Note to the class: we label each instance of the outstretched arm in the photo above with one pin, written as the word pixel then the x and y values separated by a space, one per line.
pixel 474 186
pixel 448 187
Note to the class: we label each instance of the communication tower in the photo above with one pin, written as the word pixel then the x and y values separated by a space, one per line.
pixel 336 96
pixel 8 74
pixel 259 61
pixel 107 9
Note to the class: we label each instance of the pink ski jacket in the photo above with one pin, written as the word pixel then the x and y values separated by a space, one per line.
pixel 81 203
════════════════════
Retype every one of the rows above word for word, without changing anything.

Note to the class: we label each instance of the outstretched arm in the photo above with one pin, written as the word pixel then the x and y values separated by a space, one per line.
pixel 474 186
pixel 448 187
Note to the class: we label each instance of the communication tower in the photo above with one pin, written as the word pixel then the x and y values separated by a space, one per line.
pixel 336 96
pixel 8 74
pixel 259 61
pixel 107 9
Note to the class: we label each instance of the pink ski jacket in the photo above with one pin, written as the word pixel then the x and y values separated by a space, one per line.
pixel 81 203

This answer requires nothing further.